# [SUPPLIED PASSAGE]

## begin

The approach can be thought of in the way that open linking works. I can link a C application in a way that the linker doesn't complain at link time when a specific library is not found, the resolution is deferred to run time.

schaefi commented 1 year ago

Thanks, as we were discussing this I had a nice idea how this could be solved. Will come up with more details also coupled to a pull request and an example.

schaefi commented 1 year ago

@rjschwei Ok here is how I think this could be done. If we set the dependency as part of a delta container description it is imho the right place to express we need this package for the container app to run. However, we don't want it be a part of the delta container but provisioned later at startup time by oci-pilot. We indicate this by uninstalling the package also specified as part of the delta container description. An example what I meant by that can be found here:

In kiwi (in the delta branch) the patch was extended to be able to detect these differences between the installation and the uninstallation/delete of packages/data. The changeset is created as a file /vanished inside of the delta container. This has the advantage that other tools can consume this information without a dependency resolution. It also has the advantage to work distribution independent and it has the advantage to also detect a chain of dependencies. For example the uninstall operation of SUSEConnect in the example above actually uninstalls also dmidecode which is a dependency of SUSEConnect that also gets dropped at uninstall time. You get a better understanding of it if you look into the /vanished file that exists now in each of the delta containers (just untar the container tarball)

The information in the /vanished file can also contain a few "false positives" which is data that gets changed due to the fact that an uninstall procedure also created a log data or changes the rpm database files. The obvious ones kiwi will skip itself, however others could also be valid changes and will stay. It will be in the implementation of the provisioning step of oci-pilot here to take further influence when needed.

The implementation I plan here in oci-pilot will make use of the /vanished metadata inside of the delta containers to provision data from the host into the container as you requested as the third source for dependencies. I'm confident that this concept is stable enough to meet the needs. However, you can imagine as soon as oci-pilot mixes data from the host with the container instance it will be possible to produce something broken. That's imho a part we have to accept for achieving host connected app containers.

Thoughts ?

rjschwei commented 1 year ago

@schaefi vanished has a bit of mysterious ring to it, as in "disappeared without a real explanation" as such we might want to choose a word that indicates intend, i.e. this happened because of user action. Could be any of removed, withdrawn, eliminated, abolished, separated.

## end

# [SUPPLIED ENTRIES]
## begin

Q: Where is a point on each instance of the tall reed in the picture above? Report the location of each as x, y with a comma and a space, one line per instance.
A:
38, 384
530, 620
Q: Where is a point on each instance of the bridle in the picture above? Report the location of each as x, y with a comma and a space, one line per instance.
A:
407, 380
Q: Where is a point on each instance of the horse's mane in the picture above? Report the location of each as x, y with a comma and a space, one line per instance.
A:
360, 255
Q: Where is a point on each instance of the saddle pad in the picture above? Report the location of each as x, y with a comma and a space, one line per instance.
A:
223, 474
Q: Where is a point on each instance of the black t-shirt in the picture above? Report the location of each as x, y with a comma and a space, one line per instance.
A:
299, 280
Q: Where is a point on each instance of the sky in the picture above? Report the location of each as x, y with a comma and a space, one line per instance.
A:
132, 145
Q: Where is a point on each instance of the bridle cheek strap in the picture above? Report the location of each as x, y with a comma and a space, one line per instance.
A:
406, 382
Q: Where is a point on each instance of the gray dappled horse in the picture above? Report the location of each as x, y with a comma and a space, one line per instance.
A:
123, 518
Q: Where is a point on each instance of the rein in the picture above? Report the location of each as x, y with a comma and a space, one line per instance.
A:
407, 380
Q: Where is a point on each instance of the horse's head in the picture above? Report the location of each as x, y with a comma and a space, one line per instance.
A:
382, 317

## end
## begin

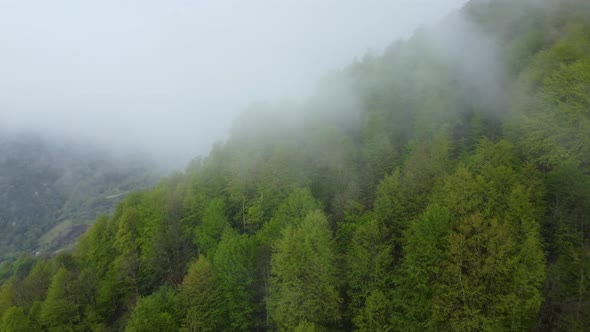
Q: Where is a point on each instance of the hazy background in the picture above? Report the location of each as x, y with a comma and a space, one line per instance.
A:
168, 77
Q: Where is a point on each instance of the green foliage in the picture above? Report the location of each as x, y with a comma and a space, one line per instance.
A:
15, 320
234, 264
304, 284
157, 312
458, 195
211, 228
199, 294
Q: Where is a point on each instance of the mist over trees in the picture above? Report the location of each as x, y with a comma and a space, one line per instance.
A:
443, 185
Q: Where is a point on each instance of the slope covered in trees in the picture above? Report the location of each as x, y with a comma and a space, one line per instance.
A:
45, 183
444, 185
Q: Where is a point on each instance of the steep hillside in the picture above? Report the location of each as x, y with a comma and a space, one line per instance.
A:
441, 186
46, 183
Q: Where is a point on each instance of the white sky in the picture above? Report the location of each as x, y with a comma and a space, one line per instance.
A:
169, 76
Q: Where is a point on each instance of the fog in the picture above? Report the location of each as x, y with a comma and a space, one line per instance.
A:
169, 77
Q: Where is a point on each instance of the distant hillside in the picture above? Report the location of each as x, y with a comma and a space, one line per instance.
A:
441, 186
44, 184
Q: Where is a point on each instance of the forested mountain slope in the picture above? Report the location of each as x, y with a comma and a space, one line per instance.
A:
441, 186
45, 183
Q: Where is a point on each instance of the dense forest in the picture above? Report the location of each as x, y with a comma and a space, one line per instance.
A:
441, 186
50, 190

## end

# [SET OF TASKS]
1: From the delta container thread, set down the passage between "The approach can" and "to run time.", inclusive.
2: Decide whether each statement agrees with the delta container thread, answering yes or no and quoting the words that settle it: (a) The changeset is stored as a file named /vanished inside the delta container. (b) Uninstalling SUSEConnect leaves dmidecode in place. (c) "removed" is one of the alternative names offered for /vanished.

# [WORKED ANSWERS]
1:
The approach can be thought of in the way that open linking works. I can link a C application in a way that the linker doesn't complain at link time when a specific library is not found, the resolution is deferred to run time.

2:
(a) Yes: "The changeset is created as a file /vanished inside of the delta container."
(b) No: "the uninstall operation of SUSEConnect in the example above actually uninstalls also dmidecode which is a dependency of SUSEConnect that also gets dropped at uninstall time"
(c) Yes: "Could be any of removed, withdrawn, eliminated, abolished, separated."